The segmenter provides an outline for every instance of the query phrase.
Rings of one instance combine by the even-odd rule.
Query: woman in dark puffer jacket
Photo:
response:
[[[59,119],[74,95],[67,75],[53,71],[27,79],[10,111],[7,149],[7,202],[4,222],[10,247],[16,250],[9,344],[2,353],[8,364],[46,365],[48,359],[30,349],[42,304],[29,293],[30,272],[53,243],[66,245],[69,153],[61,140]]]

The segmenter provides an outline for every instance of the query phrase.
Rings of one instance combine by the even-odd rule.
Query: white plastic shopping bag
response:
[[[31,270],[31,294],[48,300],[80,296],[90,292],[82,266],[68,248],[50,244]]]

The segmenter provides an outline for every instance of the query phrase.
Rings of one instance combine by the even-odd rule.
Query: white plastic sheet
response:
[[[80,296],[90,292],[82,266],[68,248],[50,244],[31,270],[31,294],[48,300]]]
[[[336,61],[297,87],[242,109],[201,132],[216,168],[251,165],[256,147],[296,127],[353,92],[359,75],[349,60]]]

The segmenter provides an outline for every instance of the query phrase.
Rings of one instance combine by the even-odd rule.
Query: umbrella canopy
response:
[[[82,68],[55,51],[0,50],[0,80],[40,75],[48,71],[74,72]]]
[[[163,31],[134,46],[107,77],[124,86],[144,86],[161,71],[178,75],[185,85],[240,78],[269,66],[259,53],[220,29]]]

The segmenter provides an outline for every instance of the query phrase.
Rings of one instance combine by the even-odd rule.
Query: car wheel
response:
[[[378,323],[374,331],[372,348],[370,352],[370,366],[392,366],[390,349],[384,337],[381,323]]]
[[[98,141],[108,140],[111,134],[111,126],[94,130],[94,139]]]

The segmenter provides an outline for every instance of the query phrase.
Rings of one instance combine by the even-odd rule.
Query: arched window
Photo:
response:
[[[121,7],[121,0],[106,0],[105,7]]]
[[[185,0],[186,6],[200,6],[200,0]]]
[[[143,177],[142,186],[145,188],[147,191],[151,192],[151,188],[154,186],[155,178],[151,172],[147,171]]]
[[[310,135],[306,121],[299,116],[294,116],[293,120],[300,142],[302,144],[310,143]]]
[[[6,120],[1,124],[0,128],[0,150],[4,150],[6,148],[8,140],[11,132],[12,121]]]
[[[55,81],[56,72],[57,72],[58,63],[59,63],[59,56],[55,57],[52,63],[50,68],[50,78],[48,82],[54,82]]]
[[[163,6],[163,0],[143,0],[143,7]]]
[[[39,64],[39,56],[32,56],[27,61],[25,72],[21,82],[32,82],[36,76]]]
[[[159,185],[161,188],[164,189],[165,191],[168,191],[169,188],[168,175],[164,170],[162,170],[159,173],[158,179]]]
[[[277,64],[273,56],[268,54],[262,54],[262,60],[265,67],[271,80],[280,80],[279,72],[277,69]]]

____

- The exercise
Quote each line of the data above exactly as written.

- Solution for this task
The segmenter provides an outline for every instance of the query phrase.
Rings of one instance combine by the even-odd rule.
Query: woman in dark puffer jacket
Photo:
response:
[[[59,119],[74,95],[67,75],[53,71],[27,79],[10,111],[7,149],[7,202],[4,222],[10,247],[16,250],[9,344],[2,353],[8,364],[46,365],[48,359],[30,349],[42,304],[29,293],[30,272],[53,243],[66,245],[69,153],[61,140]]]

The segmenter provides an outline for every instance of the query phrase.
Rings of one instance combine by the even-odd rule.
Query: white plastic shopping bag
response:
[[[31,270],[31,294],[48,300],[80,296],[90,292],[82,266],[68,248],[50,244]]]

The segmenter provides an outline for every instance of the query phrase.
Rings of one instance combine by the even-odd rule.
Query: white plastic sheet
response:
[[[80,296],[90,292],[82,266],[68,248],[50,244],[31,270],[31,294],[48,300]]]
[[[336,61],[297,87],[242,109],[201,132],[216,168],[251,165],[256,147],[296,127],[353,92],[359,75],[349,60]]]

The segmenter provides an outline for every instance of the query phrase.
Rings of one instance combine by the even-odd rule.
Query: umbrella canopy
response:
[[[82,68],[55,51],[0,50],[0,80],[40,75],[48,71],[74,72]]]
[[[163,31],[134,46],[107,77],[124,86],[144,86],[161,71],[178,75],[185,85],[240,78],[269,66],[259,53],[220,29]]]

The segmenter provides an outline for every instance of the query phrase.
Rings of one instance combine by the even-odd rule.
Query: car wheel
response:
[[[378,323],[374,331],[372,348],[370,352],[370,366],[392,366],[390,349],[384,337],[381,323]]]
[[[98,141],[108,140],[111,134],[111,126],[94,130],[94,139]]]

The segmenter provides an outline for every instance of the query phrase.
Rings of one instance combine by the even-odd rule.
Query: arched window
Photo:
response:
[[[121,7],[121,0],[106,0],[105,7]]]
[[[185,0],[186,6],[200,6],[200,0]]]
[[[143,177],[142,186],[145,188],[147,191],[151,192],[151,188],[154,186],[155,178],[151,172],[147,171]]]
[[[310,135],[306,121],[299,116],[294,116],[293,120],[300,142],[302,144],[310,143]]]
[[[6,120],[1,124],[0,128],[0,150],[4,150],[6,148],[8,140],[11,132],[12,121]]]
[[[55,81],[56,72],[57,72],[58,63],[59,63],[59,56],[55,57],[52,63],[50,68],[50,78],[48,82],[54,82]]]
[[[163,6],[163,0],[143,0],[143,7]]]
[[[39,64],[39,56],[32,56],[27,61],[25,72],[21,82],[32,82],[36,76]]]
[[[159,185],[161,188],[164,189],[165,191],[168,191],[169,188],[168,175],[164,170],[162,170],[159,173],[158,179]]]
[[[277,64],[273,56],[268,54],[262,54],[262,60],[265,67],[271,80],[280,80],[279,72],[277,69]]]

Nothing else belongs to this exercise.